-- DOCUMENT PASSAGE --
--*--
Based on Josh Malerman ’s novel, “Bird Box” intercuts between two time periods—about five years after the end of the world and in the first days when everything collapsed. It opens in the nightmarish present, but actually spends more time in flashbacks with Malorie (Bullock), an expectant mother unsure about whether or not she’ll form a connection with her baby. She expresses as much to her sister Jessica (Paulson) on the way to a meeting with her obstetrician, as the two discuss reports of mass suicides on the other side of the world. And then “whatever” is happening over there comes home as people start to hurl themselves out of windows and into oncoming traffic. These early scenes of absolute chaos are well-handled by Bier and honestly terrifying. She captures complete chaos on what appears to be a relatively limited budget, realizing the power of stark imagery—a woman bashing her head into a glass window or another calmly getting into the driver’s seat of a burning car—over the CGI overload we so often see in post-apocalyptic movies.

What is driving the mass suicides? Anyone who is outside “sees something,” although what they see is left marvelously undefined. Whatever it is causes their eyes to go all psychedelic and they take their own lives. (Well, most of them do. But that’s for later in the movie.) A small band of survivors takes shelter, including the irascible Douglas (Malkovich), also-pregnant Olympia (Macdonald), excitable Charlie ( LilRel Howery ), and inevitable love interest Tom (Rhodes). As they run of out of supplies and realize that they’re going to have to get to a store somehow, distrust grows. And no one can quite agree on whether or not they should ever answer the door.
--*--
-- MATERIAL SUPPLIED --
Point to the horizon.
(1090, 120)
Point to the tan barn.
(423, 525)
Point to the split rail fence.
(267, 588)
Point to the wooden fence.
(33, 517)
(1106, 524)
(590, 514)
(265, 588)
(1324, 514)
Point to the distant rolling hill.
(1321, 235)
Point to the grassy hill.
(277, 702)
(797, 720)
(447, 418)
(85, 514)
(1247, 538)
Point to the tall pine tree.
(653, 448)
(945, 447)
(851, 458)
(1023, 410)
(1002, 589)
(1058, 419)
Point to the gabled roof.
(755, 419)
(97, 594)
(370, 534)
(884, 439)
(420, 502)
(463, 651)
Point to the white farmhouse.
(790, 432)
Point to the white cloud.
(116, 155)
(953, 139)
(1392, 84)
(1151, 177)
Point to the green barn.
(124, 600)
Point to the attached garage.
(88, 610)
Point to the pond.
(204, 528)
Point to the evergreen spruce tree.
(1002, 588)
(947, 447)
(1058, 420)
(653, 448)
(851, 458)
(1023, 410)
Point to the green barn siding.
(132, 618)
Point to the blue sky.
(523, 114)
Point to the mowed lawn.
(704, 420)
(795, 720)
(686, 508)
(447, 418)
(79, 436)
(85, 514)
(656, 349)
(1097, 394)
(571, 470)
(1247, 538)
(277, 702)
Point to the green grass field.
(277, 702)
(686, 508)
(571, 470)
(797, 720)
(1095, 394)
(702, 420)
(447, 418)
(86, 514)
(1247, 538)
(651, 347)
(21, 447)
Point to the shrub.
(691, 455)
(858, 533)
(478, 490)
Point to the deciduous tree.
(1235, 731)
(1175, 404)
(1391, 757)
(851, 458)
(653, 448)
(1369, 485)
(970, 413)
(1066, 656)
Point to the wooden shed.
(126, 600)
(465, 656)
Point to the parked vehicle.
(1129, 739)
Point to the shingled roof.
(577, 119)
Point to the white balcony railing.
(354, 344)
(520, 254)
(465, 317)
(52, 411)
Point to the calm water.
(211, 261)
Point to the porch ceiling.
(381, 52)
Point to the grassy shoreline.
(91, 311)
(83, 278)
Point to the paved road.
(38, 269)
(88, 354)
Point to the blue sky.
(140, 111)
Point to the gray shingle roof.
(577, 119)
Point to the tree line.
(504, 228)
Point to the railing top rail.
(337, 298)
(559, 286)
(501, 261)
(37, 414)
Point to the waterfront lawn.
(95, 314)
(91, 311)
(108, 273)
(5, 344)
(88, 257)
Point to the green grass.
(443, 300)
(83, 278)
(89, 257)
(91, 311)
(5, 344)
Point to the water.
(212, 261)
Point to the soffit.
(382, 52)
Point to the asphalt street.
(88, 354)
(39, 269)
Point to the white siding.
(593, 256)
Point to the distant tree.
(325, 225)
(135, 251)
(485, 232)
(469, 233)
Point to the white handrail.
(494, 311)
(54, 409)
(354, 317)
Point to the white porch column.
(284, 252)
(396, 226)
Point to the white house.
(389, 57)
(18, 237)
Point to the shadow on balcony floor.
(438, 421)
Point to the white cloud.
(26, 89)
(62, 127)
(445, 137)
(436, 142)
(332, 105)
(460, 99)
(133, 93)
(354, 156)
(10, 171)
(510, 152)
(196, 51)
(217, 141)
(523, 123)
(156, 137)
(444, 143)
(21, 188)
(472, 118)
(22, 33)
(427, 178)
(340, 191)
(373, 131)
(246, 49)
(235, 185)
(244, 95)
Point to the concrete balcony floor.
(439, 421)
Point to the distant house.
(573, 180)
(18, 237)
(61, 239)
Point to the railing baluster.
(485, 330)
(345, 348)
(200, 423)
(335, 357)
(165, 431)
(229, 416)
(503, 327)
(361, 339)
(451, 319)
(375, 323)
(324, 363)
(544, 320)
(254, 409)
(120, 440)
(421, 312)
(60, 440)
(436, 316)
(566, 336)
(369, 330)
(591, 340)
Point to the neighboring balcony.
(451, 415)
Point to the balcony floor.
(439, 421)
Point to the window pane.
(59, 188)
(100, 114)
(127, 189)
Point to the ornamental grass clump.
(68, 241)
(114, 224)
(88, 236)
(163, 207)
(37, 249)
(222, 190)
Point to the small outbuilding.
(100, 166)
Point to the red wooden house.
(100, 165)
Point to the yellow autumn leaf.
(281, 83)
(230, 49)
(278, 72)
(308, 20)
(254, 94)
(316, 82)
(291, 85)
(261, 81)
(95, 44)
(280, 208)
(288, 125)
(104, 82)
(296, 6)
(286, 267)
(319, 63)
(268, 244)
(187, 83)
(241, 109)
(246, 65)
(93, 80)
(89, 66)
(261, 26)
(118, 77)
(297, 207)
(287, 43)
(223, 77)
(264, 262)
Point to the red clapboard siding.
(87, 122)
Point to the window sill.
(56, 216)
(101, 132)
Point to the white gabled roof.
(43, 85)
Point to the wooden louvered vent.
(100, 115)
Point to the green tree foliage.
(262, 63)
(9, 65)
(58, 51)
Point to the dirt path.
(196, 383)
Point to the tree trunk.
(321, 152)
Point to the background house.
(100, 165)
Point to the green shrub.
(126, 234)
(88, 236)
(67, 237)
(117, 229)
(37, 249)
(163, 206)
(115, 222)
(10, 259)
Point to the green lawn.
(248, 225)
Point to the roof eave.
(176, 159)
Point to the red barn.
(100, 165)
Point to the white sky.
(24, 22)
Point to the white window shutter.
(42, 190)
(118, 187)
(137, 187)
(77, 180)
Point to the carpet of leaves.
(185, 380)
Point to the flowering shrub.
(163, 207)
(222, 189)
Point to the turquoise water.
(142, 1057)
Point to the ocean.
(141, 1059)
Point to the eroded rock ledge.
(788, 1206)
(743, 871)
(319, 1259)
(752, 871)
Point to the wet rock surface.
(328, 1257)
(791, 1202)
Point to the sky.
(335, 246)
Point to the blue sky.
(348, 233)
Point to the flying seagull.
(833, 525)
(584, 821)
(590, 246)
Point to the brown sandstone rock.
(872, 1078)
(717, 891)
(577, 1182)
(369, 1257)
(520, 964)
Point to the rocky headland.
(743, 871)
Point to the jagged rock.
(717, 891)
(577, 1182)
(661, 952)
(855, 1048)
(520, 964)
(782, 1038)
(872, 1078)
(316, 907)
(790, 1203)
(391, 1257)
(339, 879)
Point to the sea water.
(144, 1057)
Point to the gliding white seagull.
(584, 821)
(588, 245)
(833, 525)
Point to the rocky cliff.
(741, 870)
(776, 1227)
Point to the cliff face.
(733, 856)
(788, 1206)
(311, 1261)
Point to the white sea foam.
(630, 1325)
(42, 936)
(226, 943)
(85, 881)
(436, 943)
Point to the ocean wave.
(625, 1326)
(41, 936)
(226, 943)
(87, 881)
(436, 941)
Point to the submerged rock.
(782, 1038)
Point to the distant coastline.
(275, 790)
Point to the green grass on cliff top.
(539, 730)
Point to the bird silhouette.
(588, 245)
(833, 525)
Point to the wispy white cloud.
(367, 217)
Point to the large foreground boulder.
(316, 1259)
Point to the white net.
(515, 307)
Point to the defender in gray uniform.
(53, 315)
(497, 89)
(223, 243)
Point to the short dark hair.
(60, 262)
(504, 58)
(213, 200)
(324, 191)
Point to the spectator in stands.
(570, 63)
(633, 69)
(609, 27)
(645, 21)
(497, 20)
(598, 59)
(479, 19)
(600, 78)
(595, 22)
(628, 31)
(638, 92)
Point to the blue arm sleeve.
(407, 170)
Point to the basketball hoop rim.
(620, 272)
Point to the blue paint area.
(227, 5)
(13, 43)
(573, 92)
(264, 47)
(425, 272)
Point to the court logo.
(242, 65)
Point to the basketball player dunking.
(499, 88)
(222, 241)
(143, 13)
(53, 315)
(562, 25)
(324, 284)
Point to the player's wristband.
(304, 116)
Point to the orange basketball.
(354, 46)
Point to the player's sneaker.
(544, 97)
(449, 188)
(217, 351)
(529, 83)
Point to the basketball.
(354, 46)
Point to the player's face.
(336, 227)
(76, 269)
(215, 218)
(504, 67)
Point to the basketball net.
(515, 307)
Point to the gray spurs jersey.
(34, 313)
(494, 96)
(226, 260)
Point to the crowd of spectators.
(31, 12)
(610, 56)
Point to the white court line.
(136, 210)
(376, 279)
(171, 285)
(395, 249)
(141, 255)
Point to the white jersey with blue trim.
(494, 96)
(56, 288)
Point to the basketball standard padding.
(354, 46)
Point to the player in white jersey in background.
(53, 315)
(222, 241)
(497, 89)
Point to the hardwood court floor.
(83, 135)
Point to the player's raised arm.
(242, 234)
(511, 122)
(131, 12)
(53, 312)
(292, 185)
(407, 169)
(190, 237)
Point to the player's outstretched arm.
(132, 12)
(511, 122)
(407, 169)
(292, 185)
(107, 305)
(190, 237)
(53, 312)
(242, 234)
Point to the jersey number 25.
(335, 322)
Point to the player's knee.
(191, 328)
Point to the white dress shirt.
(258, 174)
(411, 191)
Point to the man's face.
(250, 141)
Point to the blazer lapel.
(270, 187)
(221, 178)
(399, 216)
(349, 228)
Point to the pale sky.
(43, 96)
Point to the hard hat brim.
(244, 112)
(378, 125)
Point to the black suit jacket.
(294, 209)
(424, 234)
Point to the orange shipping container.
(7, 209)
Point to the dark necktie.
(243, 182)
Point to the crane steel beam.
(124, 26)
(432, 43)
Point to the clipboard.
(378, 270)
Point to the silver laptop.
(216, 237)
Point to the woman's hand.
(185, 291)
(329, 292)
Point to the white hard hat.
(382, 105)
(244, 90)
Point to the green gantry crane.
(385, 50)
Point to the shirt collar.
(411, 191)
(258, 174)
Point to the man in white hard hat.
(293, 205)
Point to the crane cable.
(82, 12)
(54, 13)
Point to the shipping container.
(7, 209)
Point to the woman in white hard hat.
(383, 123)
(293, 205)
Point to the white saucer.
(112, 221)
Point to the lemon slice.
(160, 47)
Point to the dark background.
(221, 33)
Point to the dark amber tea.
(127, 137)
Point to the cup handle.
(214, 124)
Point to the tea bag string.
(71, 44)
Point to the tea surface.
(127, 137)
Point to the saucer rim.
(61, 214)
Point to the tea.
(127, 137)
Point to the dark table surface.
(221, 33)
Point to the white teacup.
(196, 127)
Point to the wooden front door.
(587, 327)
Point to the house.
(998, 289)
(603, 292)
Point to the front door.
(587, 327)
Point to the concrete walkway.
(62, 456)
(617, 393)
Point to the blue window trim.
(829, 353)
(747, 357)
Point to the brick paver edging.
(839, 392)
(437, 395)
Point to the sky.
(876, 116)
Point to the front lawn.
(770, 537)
--*--
-- CHALLENGE --
Update the film review from "What is driving" up to and including "answer the door.", replacing "survivors" with "refugees".

-- FULL SOLUTION --
What is driving the mass suicides? Anyone who is outside “sees something,” although what they see is left marvelously undefined. Whatever it is causes their eyes to go all psychedelic and they take their own lives. (Well, most of them do. But that’s for later in the movie.) A small band of refugees takes shelter, including the irascible Douglas (Malkovich), also-pregnant Olympia (Macdonald), excitable Charlie ( LilRel Howery ), and inevitable love interest Tom (Rhodes). As they run of out of supplies and realize that they’re going to have to get to a store somehow, distrust grows. And no one can quite agree on whether or not they should ever answer the door.